§ OBJECTIVE 1: In the post on the flooding in Buenos Aires and La Plata, how long did the storm last?
§ OBJECTIVE 2: Transcribe the portion of the post on the flooding in Buenos Aires and La Plata that opens with the words containing "I’m in Argentina" and closes with "to be replaced.".
§ OBJECTIVE 3: Pick up the post on the flooding in Buenos Aires and La Plata after its final sentence and keep writing it.

§ EXTRACT:
•••
A gap beyond design

Infographic showing what home furniture was damaged by the storm at different height. (La Nacion newspaper, April, 6).

Home under water: Infographic showing what home furniture was damaged by flooding at different heights. Blue colour indicates flooding at 0.50 meters. Some homes had flooding up to 1.70 mts (La Nacion newspaper, April, 6).
Featured image: La Plata after the storm.

I’m in Argentina for the Easter break, and four days ago (in the early morning of Tuesday 2nd April) we were hit by a storm which causes serious flooding in the cities of Buenos Aires and La plata. The storm only lasted three hours, but the amount of rain was equivalent to that of the whole month, causing most storm drains to collapse. The situation worsen when underground streams around different parts of those cities, also collapsed. Consequently and similar to Hurricane Sandy, hundreds of people lost almost everything and have been evacuated. Their houses were flooded with nearly 1.60 m of dirty water. Cars are a total waste, and most home furniture needs to be replaced.

Now the whole country is analysing the natural disaster and trying to find out if something could have been done to minimise the consequences. Questions have arisen around the fact that both cities have approved projects to improve storm drain systems since around five years ago. And that, in spite of having flooding situations a couple of years ago, nothing has happened: no public works at all (or not in the correct places, better said).
•••
§ DATA SUPPLIED:

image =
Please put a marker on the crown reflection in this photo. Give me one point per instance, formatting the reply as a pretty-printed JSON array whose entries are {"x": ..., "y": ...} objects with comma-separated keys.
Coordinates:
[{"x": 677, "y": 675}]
•••
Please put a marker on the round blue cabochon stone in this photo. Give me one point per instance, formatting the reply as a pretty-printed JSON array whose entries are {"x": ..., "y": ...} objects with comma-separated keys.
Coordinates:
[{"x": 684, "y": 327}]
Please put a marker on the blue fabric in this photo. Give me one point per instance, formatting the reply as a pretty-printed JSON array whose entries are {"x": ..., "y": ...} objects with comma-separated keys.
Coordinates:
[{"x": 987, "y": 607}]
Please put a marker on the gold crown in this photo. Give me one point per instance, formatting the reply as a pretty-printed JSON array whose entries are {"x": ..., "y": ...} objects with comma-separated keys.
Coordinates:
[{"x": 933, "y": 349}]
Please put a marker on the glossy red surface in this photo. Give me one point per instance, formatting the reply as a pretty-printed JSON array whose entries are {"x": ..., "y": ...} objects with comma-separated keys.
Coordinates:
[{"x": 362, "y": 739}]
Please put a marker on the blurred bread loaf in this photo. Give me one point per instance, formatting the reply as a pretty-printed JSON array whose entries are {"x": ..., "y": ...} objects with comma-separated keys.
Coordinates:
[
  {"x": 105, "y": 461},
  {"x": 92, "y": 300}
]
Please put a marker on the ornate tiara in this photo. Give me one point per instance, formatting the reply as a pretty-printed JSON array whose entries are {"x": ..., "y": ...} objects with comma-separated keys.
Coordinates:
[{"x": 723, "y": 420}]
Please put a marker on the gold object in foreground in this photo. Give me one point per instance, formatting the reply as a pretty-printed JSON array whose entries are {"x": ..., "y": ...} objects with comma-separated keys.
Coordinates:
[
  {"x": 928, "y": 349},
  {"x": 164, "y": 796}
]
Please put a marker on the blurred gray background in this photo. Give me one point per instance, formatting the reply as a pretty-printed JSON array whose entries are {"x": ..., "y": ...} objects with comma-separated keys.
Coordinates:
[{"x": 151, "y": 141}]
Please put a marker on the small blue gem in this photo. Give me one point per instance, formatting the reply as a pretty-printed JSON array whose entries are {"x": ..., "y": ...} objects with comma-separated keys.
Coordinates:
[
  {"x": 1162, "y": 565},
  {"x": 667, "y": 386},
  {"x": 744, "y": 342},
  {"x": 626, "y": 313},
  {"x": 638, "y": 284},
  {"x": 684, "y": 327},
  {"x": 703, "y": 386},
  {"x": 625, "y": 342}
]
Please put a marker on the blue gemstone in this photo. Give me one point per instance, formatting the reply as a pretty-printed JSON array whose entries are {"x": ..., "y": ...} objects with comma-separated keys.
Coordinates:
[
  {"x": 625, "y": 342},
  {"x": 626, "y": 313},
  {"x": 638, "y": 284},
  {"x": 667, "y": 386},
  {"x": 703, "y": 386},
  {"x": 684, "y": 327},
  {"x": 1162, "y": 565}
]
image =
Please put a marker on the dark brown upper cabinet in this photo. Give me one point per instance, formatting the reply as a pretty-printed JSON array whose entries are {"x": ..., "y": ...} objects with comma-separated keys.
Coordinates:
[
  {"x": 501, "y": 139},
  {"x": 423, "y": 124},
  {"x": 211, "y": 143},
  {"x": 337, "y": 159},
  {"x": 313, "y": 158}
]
•••
§ RESULT 1: Three hours.

§ RESULT 2:
I’m in Argentina for the Easter break, and four days ago (in the early morning of Tuesday 2nd April) we were hit by a storm which causes serious flooding in the cities of Buenos Aires and La plata. The storm only lasted three hours, but the amount of rain was equivalent to that of the whole month, causing most storm drains to collapse. The situation worsen when underground streams around different parts of those cities, also collapsed. Consequently and similar to Hurricane Sandy, hundreds of people lost almost everything and have been evacuated. Their houses were flooded with nearly 1.60 m of dirty water. Cars are a total waste, and most home furniture needs to be replaced.

§ RESULT 3:
I have repeatedly mentioned the gap between design practice and academia (and complain about it with closest friends too), but lately I sadly realised that that gap also seems to exist in many other areas: e.g. chemistry, psychology, sociology. Research projects are being conducted, findings identified, reports written and handed in to organisations, clients and other authoritative institutions. However, those reports seem to stay on desks and be never open again, and rarely apply into practice. For me, research and practice are part of a chain: one needs the other to improve understanding, gain learning and come up with solutions (i.e. solve problems). Currently, I see a gap in that chain. Both (theory and practice) seem to be working in parallel rather than together towards the same direction. This situation makes me wonder what is the point of research, of discovering possible solutions if later on they won’t be put into practice?

Academia and practice must work together in order to evolve, develop further, and prevent or minimise the consequences of future natural disasters. Research without being applied is pointless, in the sense that it is unlikely to improve something: solve a problem or help people. Practice alone without theory is working blindly, as theory provides the skeleton to orientate practitioners.

This mindset is needed in all areas and disciplines, way beyond design.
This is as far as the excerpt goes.